(Saved data entries)

========================

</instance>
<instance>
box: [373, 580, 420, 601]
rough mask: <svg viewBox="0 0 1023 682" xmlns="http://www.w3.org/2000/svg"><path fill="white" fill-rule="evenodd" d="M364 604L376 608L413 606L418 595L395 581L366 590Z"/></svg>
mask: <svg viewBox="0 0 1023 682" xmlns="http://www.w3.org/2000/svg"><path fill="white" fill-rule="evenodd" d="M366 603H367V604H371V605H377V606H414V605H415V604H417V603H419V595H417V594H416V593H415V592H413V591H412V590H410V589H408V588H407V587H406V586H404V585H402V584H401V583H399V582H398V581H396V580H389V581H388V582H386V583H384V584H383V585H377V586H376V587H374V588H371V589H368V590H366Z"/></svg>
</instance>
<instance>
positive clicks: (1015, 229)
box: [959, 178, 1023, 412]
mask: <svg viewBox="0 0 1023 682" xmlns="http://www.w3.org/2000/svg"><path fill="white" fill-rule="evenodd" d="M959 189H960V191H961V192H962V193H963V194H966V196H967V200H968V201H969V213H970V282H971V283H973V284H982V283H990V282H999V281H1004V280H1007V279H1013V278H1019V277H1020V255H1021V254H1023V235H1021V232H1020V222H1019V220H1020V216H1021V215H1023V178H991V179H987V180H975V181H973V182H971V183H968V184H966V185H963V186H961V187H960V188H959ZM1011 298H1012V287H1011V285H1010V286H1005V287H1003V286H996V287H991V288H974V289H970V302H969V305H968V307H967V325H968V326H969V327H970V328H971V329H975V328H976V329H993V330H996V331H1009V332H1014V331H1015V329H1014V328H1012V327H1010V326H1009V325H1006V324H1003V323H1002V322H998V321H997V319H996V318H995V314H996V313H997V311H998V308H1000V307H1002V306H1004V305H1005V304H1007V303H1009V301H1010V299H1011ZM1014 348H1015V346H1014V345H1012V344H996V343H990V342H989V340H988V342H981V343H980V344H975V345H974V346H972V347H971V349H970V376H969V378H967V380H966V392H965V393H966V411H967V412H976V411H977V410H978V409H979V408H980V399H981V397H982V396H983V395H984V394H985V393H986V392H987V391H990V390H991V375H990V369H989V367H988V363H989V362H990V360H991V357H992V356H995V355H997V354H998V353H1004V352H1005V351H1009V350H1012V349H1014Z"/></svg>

========================

Among the entries above, locate the lines containing "box: [373, 580, 420, 601]" and "positive clicks: (1015, 229)", and transcribe exactly those two lines and all lines between.

* [The completed task]
box: [373, 580, 420, 601]
rough mask: <svg viewBox="0 0 1023 682" xmlns="http://www.w3.org/2000/svg"><path fill="white" fill-rule="evenodd" d="M364 604L376 608L413 606L418 595L395 581L366 590Z"/></svg>
mask: <svg viewBox="0 0 1023 682" xmlns="http://www.w3.org/2000/svg"><path fill="white" fill-rule="evenodd" d="M366 603H367V604H371V605H377V606H414V605H415V604H417V603H419V595H417V594H416V593H415V592H413V591H412V590H410V589H408V588H407V587H406V586H404V585H402V584H401V583H399V582H398V581H396V580H389V581H388V582H386V583H384V584H383V585H377V586H376V587H374V588H371V589H368V590H366Z"/></svg>
</instance>
<instance>
positive clicks: (1015, 229)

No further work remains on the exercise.